### Task statement:
Please reproduce the listing below, starting at the line that contains "In this exercise you will locate the river water" and ending at the end of the listing, with every line kept and the wording left unchanged. Multiply each x and y coordinate in the answers by 0.55 and round the result to a whole number, with halves rounded up.
— start Data supplied —
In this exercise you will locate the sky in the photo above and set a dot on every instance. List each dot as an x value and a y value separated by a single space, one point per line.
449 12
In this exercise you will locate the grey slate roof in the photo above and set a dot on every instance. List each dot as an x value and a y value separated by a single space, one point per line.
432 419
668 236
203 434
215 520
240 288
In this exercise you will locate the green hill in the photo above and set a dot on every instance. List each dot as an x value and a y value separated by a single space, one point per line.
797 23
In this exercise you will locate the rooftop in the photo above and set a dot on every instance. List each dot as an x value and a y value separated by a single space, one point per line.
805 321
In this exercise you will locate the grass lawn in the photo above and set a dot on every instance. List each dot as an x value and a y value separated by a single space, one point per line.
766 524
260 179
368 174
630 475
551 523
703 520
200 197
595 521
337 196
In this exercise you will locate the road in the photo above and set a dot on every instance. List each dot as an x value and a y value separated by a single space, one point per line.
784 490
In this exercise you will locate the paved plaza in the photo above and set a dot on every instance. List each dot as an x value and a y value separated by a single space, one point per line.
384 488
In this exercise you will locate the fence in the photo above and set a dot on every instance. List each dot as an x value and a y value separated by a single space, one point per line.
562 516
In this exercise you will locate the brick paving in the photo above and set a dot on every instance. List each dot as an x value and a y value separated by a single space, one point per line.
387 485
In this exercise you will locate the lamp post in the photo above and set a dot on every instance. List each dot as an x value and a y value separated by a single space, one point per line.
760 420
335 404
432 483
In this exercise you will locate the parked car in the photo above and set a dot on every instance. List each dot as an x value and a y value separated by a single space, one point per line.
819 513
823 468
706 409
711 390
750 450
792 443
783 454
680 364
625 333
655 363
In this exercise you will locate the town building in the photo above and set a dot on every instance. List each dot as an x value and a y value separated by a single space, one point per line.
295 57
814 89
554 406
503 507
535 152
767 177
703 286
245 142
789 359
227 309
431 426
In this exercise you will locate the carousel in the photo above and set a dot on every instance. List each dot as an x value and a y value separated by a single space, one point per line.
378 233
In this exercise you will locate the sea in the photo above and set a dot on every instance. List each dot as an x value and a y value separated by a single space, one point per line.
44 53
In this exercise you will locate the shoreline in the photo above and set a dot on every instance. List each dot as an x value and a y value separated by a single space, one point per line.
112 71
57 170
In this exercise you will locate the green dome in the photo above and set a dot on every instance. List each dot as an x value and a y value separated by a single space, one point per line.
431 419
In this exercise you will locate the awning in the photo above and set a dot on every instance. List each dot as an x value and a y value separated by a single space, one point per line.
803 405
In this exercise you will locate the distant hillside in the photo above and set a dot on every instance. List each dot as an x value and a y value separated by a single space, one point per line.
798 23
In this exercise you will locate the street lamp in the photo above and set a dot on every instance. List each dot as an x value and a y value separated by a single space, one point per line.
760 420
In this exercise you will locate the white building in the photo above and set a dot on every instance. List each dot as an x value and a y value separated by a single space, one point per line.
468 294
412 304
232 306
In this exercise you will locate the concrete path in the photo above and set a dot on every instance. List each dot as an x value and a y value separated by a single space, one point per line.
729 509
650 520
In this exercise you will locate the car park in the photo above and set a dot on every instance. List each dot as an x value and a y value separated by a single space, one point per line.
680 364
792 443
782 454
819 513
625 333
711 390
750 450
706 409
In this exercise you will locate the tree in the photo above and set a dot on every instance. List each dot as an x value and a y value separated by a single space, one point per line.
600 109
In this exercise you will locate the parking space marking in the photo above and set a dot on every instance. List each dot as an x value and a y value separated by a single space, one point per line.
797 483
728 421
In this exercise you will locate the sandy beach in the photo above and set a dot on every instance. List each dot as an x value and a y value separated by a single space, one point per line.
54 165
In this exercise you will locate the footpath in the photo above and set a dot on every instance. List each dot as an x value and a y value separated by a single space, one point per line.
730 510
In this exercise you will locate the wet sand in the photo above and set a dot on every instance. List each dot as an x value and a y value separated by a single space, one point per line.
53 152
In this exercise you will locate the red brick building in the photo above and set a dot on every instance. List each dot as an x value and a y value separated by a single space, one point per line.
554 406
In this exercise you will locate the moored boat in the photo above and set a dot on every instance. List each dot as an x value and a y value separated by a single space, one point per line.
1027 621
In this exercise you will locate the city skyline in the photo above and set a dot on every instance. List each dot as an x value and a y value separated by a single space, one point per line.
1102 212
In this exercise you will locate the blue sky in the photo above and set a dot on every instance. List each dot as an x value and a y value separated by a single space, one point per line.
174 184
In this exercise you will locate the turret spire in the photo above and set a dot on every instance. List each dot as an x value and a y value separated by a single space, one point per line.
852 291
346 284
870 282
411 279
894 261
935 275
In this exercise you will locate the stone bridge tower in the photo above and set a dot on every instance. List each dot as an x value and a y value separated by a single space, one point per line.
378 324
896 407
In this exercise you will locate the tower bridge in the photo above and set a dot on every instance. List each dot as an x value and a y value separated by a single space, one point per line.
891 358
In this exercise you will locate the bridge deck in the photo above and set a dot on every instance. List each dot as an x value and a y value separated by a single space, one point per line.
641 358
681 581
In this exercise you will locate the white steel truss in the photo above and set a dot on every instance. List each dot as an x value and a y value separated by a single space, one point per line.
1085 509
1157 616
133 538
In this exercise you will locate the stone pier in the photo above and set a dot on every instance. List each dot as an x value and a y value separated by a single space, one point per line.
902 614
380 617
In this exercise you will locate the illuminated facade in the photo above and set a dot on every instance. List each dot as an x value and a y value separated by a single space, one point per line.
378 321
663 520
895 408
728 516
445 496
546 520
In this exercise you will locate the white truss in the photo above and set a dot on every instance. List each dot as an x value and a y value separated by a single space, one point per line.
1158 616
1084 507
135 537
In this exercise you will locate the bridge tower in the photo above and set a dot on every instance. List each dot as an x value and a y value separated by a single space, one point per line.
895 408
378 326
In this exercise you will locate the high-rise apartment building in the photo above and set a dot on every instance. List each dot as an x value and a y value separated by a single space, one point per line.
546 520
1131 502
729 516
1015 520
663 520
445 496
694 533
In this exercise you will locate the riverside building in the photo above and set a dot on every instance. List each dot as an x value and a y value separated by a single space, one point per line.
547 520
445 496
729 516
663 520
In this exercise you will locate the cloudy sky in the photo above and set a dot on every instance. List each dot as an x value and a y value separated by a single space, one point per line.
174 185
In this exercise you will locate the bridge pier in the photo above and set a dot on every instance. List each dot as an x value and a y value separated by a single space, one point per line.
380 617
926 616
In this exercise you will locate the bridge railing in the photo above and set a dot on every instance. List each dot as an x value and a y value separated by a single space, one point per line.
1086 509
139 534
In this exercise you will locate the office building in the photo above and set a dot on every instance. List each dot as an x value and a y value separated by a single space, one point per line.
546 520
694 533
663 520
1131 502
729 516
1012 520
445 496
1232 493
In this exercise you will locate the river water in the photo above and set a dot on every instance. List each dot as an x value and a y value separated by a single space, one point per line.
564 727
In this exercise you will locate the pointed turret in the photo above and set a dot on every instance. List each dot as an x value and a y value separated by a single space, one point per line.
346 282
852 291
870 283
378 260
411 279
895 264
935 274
— end Data supplied —
### Written answer:
In this exercise you will locate the river water in the photo above and set a dot on every instance. List each dot as an x value and a y value separated by a single space, one point per line.
310 400
In this exercise you will locate the pointed turret in the photo above and set a dot on every instance. List each dot as an x value and a y value separated by a single space, one point per line.
190 155
469 160
479 156
208 143
226 153
492 145
514 151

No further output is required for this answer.